-- To do --
Reproduce every line from the one containing "Please complete this annotation. The target class is laptop" through the end of the entries, requests included, and scale each bounding-box coordinate in the answers by 1.1, rounding to whole numbers with halves rounded up. Leave the numbers in the requests and their format samples unchanged.
── Material supplied
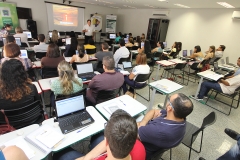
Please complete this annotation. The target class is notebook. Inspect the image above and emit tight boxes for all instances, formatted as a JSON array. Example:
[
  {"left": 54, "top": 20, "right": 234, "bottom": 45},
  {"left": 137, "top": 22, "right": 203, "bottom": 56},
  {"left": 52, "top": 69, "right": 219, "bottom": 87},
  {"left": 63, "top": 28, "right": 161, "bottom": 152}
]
[
  {"left": 55, "top": 95, "right": 94, "bottom": 134},
  {"left": 77, "top": 63, "right": 96, "bottom": 81}
]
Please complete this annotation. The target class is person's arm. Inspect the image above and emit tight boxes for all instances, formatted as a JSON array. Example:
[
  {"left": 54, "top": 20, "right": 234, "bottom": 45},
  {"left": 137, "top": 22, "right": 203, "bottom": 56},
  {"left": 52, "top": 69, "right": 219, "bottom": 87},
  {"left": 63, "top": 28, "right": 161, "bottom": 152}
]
[{"left": 76, "top": 140, "right": 107, "bottom": 160}]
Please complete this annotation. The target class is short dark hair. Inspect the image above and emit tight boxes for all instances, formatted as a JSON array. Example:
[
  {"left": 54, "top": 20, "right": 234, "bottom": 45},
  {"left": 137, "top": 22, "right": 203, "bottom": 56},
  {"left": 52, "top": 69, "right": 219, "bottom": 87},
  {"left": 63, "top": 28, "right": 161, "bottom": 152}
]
[
  {"left": 46, "top": 43, "right": 60, "bottom": 58},
  {"left": 119, "top": 39, "right": 125, "bottom": 46},
  {"left": 220, "top": 45, "right": 226, "bottom": 51},
  {"left": 102, "top": 42, "right": 109, "bottom": 50},
  {"left": 38, "top": 34, "right": 45, "bottom": 42},
  {"left": 171, "top": 93, "right": 193, "bottom": 119},
  {"left": 104, "top": 111, "right": 138, "bottom": 159},
  {"left": 194, "top": 46, "right": 201, "bottom": 53},
  {"left": 102, "top": 56, "right": 115, "bottom": 70},
  {"left": 6, "top": 36, "right": 15, "bottom": 44}
]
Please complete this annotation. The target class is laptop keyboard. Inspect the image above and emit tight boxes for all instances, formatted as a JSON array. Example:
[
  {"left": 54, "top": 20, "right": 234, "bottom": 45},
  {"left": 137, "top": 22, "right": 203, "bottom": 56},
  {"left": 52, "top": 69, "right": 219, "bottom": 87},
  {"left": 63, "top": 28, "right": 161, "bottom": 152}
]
[{"left": 59, "top": 112, "right": 92, "bottom": 127}]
────
-- Solution to the exercise --
Please complete this annotation. The target class is laptop keyboard. Inspect the image above and emit tight boxes for all instances, formatted as a JSON array. Example:
[
  {"left": 54, "top": 20, "right": 234, "bottom": 45},
  {"left": 137, "top": 22, "right": 203, "bottom": 56},
  {"left": 52, "top": 69, "right": 219, "bottom": 87},
  {"left": 63, "top": 28, "right": 161, "bottom": 152}
]
[{"left": 65, "top": 123, "right": 101, "bottom": 140}]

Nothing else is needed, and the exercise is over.